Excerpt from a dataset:
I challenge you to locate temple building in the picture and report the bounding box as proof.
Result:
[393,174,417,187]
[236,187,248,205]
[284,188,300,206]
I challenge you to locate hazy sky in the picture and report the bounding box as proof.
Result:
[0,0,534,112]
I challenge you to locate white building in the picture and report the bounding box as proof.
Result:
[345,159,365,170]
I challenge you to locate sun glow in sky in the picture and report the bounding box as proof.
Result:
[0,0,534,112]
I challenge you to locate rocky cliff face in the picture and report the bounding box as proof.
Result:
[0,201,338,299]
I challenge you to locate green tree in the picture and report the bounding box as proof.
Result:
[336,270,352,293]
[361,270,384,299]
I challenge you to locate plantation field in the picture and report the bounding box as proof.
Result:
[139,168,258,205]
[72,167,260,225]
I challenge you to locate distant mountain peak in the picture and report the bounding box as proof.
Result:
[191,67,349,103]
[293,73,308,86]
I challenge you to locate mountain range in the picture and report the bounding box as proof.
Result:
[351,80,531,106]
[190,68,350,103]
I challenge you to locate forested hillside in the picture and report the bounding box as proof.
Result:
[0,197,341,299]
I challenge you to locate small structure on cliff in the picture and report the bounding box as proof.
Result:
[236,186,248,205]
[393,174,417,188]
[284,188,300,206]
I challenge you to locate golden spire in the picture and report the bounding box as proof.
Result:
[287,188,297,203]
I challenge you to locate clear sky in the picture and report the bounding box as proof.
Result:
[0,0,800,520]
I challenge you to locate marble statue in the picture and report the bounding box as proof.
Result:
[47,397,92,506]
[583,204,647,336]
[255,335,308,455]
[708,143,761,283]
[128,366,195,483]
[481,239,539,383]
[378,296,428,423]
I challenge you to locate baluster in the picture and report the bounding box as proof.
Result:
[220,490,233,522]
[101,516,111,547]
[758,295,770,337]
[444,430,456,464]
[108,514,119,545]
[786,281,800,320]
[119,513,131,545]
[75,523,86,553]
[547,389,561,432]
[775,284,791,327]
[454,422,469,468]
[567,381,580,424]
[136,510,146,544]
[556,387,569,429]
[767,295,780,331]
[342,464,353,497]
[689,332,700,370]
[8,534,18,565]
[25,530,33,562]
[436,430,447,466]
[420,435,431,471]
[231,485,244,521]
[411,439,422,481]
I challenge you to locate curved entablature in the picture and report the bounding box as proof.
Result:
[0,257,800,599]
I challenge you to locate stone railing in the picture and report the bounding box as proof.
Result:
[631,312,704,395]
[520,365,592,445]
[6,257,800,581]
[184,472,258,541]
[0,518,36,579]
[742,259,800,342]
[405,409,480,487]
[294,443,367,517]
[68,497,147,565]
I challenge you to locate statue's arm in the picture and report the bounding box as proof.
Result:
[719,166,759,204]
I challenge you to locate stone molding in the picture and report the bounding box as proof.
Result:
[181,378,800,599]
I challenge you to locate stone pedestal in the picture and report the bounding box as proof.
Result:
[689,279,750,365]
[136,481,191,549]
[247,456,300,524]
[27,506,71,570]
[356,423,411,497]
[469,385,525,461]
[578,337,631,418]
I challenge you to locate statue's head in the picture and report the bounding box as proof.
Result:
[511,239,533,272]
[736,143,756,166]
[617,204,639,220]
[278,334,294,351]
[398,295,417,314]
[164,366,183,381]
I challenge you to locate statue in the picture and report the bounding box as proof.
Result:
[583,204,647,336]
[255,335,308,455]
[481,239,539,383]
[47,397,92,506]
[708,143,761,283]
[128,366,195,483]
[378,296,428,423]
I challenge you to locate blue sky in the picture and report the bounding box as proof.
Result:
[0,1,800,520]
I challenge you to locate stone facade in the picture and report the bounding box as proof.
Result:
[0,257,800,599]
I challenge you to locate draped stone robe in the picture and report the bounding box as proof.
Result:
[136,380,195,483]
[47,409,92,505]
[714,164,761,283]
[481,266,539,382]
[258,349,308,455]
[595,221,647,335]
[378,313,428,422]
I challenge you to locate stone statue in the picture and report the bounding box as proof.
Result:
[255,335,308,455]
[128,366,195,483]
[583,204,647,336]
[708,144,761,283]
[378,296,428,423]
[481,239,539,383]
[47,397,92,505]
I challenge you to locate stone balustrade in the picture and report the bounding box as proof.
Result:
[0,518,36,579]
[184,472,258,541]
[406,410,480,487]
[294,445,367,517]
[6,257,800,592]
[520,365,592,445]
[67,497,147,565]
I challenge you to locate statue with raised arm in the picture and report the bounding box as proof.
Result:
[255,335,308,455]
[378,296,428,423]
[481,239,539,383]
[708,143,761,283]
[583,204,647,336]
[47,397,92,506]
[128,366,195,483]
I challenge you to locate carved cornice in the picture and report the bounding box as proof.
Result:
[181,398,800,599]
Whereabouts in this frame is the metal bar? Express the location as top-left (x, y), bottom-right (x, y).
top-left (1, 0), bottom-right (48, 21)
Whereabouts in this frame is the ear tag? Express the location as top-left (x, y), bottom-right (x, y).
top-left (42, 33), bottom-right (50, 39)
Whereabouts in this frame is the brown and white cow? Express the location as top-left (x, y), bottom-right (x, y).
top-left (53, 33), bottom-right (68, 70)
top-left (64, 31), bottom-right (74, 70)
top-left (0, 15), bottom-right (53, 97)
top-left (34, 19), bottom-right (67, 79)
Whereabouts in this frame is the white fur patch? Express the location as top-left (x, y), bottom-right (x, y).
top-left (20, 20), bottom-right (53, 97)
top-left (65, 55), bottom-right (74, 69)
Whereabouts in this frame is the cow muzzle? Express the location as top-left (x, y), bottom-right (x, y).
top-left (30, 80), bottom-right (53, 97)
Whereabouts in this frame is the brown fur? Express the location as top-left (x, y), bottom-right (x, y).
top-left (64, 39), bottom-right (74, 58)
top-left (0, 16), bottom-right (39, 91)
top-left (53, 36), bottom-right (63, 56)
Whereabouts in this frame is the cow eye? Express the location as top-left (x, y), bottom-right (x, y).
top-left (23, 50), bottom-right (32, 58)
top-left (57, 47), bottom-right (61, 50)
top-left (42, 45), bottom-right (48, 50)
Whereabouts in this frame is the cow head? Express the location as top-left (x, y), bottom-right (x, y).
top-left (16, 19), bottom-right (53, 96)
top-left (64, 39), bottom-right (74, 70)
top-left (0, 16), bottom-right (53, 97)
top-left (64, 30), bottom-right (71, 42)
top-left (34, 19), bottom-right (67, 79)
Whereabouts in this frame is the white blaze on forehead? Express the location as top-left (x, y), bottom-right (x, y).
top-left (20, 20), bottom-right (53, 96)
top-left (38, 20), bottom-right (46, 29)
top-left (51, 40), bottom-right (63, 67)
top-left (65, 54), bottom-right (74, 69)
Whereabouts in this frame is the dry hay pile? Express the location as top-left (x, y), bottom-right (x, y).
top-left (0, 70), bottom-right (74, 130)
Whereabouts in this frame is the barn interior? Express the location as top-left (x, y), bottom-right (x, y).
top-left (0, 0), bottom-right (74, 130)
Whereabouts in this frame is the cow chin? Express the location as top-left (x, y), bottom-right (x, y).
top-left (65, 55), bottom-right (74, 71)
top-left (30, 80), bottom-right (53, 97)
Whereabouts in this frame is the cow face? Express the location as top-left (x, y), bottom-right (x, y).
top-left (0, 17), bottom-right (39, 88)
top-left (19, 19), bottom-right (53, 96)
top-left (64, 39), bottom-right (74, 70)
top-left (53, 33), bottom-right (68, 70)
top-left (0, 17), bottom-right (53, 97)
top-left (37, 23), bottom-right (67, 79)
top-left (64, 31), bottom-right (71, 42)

==

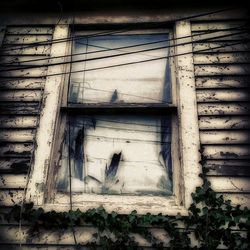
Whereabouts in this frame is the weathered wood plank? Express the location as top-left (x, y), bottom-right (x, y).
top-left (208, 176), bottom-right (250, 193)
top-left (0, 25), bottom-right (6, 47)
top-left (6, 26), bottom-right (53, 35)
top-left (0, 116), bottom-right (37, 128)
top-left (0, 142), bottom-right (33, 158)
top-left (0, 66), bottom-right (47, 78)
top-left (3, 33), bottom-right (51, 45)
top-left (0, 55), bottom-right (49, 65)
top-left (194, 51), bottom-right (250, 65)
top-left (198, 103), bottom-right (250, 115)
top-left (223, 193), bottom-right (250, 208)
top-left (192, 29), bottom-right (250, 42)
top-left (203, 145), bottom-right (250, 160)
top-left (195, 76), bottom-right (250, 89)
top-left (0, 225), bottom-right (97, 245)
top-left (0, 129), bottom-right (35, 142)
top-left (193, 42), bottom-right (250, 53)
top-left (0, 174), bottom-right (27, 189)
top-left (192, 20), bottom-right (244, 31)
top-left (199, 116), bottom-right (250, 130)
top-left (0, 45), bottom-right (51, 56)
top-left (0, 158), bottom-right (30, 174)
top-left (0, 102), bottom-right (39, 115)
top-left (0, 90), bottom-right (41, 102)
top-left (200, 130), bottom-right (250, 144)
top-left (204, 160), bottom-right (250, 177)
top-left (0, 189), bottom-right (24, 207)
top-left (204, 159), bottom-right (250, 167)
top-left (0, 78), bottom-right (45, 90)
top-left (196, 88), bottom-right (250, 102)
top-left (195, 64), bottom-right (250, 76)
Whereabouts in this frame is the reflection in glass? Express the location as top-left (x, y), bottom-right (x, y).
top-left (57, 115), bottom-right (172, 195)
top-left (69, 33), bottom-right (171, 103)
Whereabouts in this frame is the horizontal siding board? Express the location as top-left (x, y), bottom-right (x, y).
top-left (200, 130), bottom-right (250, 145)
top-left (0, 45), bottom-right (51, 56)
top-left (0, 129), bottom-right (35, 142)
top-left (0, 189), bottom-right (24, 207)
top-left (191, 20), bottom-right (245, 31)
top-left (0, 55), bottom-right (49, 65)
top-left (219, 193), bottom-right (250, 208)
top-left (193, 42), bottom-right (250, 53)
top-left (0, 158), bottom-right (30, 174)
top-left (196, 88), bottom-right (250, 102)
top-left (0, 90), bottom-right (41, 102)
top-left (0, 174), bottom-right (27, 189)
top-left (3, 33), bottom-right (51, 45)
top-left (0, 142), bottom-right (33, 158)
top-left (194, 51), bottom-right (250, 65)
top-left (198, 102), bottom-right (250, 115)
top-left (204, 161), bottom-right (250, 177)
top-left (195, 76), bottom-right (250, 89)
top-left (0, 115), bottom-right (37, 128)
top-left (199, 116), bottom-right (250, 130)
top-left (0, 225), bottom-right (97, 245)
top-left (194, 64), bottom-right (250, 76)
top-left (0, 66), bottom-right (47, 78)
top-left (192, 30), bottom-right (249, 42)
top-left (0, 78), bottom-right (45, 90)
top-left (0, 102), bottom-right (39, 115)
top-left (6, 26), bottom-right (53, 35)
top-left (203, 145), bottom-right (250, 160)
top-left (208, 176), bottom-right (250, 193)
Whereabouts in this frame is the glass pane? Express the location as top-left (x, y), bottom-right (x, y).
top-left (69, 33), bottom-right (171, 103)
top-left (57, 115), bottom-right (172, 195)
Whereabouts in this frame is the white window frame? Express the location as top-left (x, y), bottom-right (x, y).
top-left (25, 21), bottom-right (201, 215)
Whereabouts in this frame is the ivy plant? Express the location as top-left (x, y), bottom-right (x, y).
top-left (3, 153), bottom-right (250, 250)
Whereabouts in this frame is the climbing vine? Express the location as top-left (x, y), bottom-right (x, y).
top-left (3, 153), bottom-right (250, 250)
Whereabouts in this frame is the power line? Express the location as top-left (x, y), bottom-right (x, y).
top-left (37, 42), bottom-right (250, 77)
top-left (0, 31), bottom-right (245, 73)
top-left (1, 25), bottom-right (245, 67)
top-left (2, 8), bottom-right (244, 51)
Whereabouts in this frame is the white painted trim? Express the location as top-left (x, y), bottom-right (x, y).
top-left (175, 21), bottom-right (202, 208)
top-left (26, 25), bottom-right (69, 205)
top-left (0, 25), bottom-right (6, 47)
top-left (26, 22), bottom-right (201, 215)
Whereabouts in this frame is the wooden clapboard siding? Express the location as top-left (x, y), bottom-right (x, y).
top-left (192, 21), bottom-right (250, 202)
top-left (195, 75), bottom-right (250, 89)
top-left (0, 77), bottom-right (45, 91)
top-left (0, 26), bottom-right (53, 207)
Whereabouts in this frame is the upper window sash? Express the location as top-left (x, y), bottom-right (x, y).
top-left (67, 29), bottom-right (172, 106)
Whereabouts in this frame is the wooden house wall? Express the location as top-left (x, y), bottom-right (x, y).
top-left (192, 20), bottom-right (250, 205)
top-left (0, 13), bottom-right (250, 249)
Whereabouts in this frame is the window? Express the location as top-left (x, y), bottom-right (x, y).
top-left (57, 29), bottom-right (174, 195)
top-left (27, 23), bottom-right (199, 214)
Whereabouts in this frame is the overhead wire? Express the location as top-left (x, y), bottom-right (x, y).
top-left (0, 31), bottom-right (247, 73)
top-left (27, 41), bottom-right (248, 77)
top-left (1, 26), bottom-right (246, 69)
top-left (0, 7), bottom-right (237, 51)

Exercise brief:
Copy out every line in the entries above that contains the string "glass". Match case exactly.

Result:
Whereabouts in this frame is the reflection in glass? Express the location as top-left (x, y), bottom-right (x, y).
Whereabouts in this frame is the glass pane? Express the location as top-left (x, y), bottom-right (x, y).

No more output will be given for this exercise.